------ PASSAGE FOR REVIEW ------

In the anterior tibial artery syndrome (see section ▶ 13.2.6, ▶ 13.2.6.7), pain develops acutely on the anterior aspect of the lower leg, particularly with exercise. The saphenous nerve can be caught in a fascial gap on the medial side of the lower leg or, alternatively, in Hunter’s canal in the thigh; pain ensues in the cutaneous zone innervated by this nerve (a type of entrapment neuropathy).
Pain in the foot is a common complaint. It is usually unilateral and caused by an orthopedic condition or by trauma. Tarsal tunnel syndrome, which typically arises after an ankle sprain, causes pain in the sole of the foot when the patient walks; it is described in section ▶ 13.2.6, ▶ 13.2.6.8. Morton metatarsalgia is described in the same section. Bilateral, burning pain in the feet characterizes erythromelalgia, a condition arising from vasomotor dysfunction otherwise known as burning feet syndrome. Similar symptoms may arise in small-fiber neuropathy (sometimes with preservation of the ankle-jerk reflexes) or in polyneuropathy (loss of ankle-jerk reflexes, distal sensory deficit); see also section ▶ 11.3.1, ▶ 11.3.1.5, and section ▶ 11.3, Polyneuropathy.
In restless legs syndrome, the restlessness is perceived as painful and forces the sufferer to stand up, walk around, and move the legs time and again, particularly at night. The abnormal sensation tends to arise when the sufferer is lying in bed or sitting on a soft chair. For more on this condition and its treatment, see section ▶ 10.2.2.
Key Point
This term denotes an etiologically heterogeneous collection of painful syndromes that are attributed to faulty synergy of the muscles and joints, arising either from structural joint changes or from nonphysiologic movements that put excessive stress on the musculoskeletal system.
Pathophysiology The joints of the body have a continuous, dynamic relationship with the muscles that move them. Afferent nerve impulses arising in the joints are fed back to the muscles to regulate and coordinate the strength and timing of muscle contraction. Pathologic impulses arising from mechanically damaged or otherwise dysfunctional joints lead to nonphysiologic patterns of muscle activation. In addition, monotonously repeated movements or movements that put the joints in an unfavorable position (“nonergonomic” movements) can cause pain of the participating anatomic structures through overuse. Different names are used for the resulting pain syndromes, depending on the specialty and school of thought of the physician or other expert consulted: tenomyalgia, tenomyosis, pseudoradicular pain, myofascial syndrome, muscular rheumatism, and so forth.

------

* [TASK INSTRUCTIONS]
[a] Extract the portion of the leg and foot pain passage from "In the anterior" to "of entrapment neuropathy).", copying it word for word.
[b] Continue the passage on leg and foot pain from the point where it stops.

------ LISTED RECORDS ------

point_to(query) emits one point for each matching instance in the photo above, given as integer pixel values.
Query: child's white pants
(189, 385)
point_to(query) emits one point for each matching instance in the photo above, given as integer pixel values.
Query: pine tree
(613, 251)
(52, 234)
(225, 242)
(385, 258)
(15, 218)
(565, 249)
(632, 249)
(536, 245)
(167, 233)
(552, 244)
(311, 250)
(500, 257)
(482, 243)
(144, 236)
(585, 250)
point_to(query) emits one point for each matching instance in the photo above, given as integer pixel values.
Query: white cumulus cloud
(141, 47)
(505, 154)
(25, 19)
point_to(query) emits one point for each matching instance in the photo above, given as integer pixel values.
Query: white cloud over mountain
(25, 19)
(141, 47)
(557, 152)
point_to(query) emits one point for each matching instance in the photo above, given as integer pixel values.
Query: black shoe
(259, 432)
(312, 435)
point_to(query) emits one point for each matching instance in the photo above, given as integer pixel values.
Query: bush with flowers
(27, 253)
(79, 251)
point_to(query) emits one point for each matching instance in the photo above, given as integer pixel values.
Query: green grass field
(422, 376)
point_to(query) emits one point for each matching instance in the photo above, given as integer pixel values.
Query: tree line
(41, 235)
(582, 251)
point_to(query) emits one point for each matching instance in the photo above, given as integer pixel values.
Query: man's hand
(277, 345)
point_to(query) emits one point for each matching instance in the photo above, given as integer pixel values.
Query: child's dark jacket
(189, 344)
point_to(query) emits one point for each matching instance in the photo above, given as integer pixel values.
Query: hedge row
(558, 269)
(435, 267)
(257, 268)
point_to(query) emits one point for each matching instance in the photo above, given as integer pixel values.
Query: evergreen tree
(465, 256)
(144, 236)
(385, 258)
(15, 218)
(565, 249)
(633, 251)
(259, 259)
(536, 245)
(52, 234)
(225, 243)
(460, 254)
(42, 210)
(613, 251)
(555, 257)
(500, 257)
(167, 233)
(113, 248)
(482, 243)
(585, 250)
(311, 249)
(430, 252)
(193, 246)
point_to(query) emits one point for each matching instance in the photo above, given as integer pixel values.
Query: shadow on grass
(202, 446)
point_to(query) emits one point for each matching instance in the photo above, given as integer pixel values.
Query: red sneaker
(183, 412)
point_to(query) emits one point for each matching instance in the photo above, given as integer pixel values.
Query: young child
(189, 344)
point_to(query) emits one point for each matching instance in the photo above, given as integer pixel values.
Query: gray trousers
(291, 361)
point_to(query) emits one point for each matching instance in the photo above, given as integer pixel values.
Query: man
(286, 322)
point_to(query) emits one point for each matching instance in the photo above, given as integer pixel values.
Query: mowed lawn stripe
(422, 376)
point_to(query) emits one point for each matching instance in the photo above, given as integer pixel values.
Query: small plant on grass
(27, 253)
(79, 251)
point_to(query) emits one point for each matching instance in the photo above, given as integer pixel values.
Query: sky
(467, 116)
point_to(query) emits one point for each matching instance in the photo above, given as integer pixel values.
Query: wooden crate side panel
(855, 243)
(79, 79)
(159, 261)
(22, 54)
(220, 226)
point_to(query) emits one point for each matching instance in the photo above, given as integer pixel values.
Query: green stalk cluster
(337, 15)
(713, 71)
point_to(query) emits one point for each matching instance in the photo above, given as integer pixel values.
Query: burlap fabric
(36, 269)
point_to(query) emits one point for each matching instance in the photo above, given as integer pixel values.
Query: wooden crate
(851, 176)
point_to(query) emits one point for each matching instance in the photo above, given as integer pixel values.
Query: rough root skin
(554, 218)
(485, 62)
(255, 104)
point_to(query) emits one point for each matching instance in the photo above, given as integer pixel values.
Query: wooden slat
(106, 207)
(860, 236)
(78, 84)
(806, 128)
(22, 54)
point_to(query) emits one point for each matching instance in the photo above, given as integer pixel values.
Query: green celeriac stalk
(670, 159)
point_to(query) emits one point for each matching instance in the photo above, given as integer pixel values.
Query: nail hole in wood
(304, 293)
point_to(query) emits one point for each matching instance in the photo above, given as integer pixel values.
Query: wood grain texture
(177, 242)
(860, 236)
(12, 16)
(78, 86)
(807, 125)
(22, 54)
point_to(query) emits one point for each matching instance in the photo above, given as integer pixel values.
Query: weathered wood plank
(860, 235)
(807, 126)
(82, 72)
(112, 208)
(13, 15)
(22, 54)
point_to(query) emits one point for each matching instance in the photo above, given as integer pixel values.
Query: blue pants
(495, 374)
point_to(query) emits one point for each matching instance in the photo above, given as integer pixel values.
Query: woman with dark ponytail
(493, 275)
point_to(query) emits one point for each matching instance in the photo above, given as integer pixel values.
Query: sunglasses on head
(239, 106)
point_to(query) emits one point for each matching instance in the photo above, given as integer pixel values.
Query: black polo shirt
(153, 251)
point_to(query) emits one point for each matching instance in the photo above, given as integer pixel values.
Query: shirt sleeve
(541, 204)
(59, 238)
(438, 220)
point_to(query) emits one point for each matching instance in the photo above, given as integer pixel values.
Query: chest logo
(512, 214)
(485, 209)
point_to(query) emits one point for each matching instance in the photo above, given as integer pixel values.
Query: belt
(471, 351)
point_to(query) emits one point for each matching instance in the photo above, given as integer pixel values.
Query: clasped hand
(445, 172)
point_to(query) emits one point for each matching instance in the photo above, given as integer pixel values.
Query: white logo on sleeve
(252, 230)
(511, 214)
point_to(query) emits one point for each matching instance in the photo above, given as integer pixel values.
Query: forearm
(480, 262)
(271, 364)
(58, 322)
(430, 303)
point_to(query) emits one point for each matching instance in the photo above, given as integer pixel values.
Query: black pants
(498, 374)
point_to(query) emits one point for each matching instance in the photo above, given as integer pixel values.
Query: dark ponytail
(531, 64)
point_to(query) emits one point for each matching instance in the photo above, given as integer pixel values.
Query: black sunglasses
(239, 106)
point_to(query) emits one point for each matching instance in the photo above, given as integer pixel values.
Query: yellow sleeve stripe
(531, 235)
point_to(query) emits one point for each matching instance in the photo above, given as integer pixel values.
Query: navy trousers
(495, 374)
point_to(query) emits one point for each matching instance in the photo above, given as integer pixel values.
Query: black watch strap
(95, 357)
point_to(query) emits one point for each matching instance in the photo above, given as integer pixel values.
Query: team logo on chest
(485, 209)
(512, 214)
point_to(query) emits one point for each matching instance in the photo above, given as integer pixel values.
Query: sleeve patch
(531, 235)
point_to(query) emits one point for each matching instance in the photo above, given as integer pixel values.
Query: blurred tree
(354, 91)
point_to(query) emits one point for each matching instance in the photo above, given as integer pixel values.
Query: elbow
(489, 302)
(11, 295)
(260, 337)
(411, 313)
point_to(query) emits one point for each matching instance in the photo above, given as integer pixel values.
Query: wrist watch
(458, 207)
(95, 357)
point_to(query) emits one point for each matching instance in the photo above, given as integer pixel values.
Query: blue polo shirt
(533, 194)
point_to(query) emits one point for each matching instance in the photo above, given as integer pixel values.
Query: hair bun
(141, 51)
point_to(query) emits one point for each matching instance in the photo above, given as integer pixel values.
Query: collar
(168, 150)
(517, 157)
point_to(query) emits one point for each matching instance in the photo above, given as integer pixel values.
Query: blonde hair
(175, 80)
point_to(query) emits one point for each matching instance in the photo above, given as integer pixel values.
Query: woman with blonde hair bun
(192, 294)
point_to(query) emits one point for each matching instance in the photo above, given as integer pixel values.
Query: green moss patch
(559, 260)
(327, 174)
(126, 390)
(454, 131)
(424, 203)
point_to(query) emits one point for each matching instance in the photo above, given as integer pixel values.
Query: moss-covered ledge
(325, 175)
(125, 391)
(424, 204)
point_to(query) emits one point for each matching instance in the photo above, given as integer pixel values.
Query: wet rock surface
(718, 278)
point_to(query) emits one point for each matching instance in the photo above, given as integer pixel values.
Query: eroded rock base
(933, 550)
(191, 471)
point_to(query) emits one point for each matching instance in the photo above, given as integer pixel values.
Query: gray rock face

------

* [SOLVED PROBLEMS]
[a]
In the anterior tibial artery syndrome (see section ▶ 13.2.6, ▶ 13.2.6.7), pain develops acutely on the anterior aspect of the lower leg, particularly with exercise. The saphenous nerve can be caught in a fascial gap on the medial side of the lower leg or, alternatively, in Hunter’s canal in the thigh; pain ensues in the cutaneous zone innervated by this nerve (a type of entrapment neuropathy).

[b]
Clinical features Pseudoradicular pain can arise in many different regions of the body but is particularly common in the upper limb. The pain is chronic and difficult to treat, because it is constantly reactivated by the daily (over)use of the involved joints and muscles.
The general features of pseudoradicular pain are as follows:
The pain is of greater or lesser intensity.
It is usually situated in a single limb.
It is exacerbated by the use of this limb.
It causes an antalgic restriction of movement.
There are painful trigger points and painful tendon insertions.
There is no objectifiable sensory deficit, paresis, or reflex abnormality.
Nonphysiologic, antalgic movement leads to the perpetuation, extension, and chronification of the pain.
Treatment and prognosis This condition is difficult to treat. The most useful approach consists of good occupational hygiene (using the affected muscles only up to the pain threshold), changing the illness-producing behavior (switching to a different task at work), and symptomatic treatments such as trigger-point therapy, local physiotherapy, and analgesic and anti-inflammatory drugs. Much patience is demanded of both doctor and patient.